U.S. Citizenship and Immigration Services (“USCIS”), a division of the Department of Homeland Security (“DHS”), has agreed to change its policies concerning employment authorization document (“EAD”) applications for the spouses of L, E and H-1B visa holders. The change comes as a result of settlement of the litigation entitled
Shergill et al. v. Mayorkas, Case No. 21-cv-1296-RSM, which involved a challenge to USCIS policy as to spouses of L-1 intracompany transfer visa holders (referred to as “L spouses”) and spouses of H-1B visa holders (referred to as “H-4 spouses”). Spouses of E visa holders (referred to as “E spouses”) were the subject of a separate litigation, but the decision to include them may make the E spouse litigation moot.

* _DATA EXTRACT_
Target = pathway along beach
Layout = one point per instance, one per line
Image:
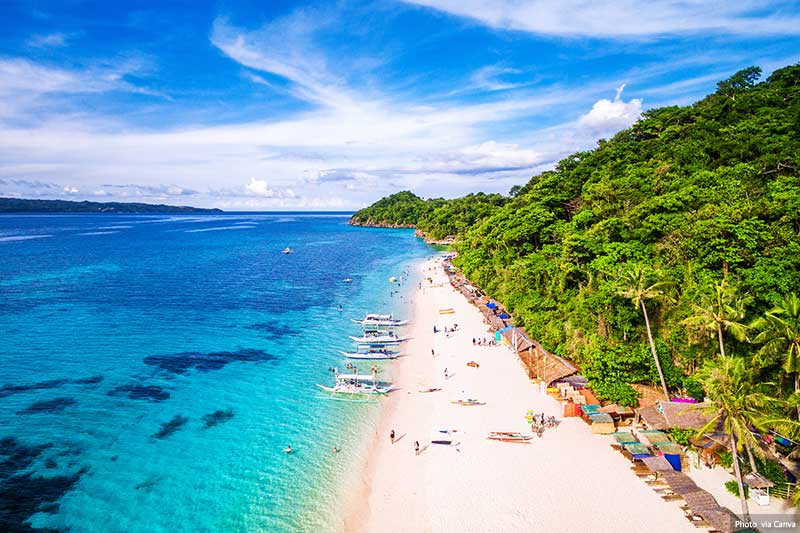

* _WORK INSTRUCTIONS_
Rewrite the passage on spousal work authorization starting with "U.S. Citizenship and" and going on through "spouse litigation moot.", replacing "litigation" with "lawsuit" wherever it occurs.

* _SOLUTION_
U.S. Citizenship and Immigration Services (“USCIS”), a division of the Department of Homeland Security (“DHS”), has agreed to change its policies concerning employment authorization document (“EAD”) applications for the spouses of L, E and H-1B visa holders. The change comes as a result of settlement of the lawsuit entitled
Shergill et al. v. Mayorkas, Case No. 21-cv-1296-RSM, which involved a challenge to USCIS policy as to spouses of L-1 intracompany transfer visa holders (referred to as “L spouses”) and spouses of H-1B visa holders (referred to as “H-4 spouses”). Spouses of E visa holders (referred to as “E spouses”) were the subject of a separate lawsuit, but the decision to include them may make the E spouse lawsuit moot.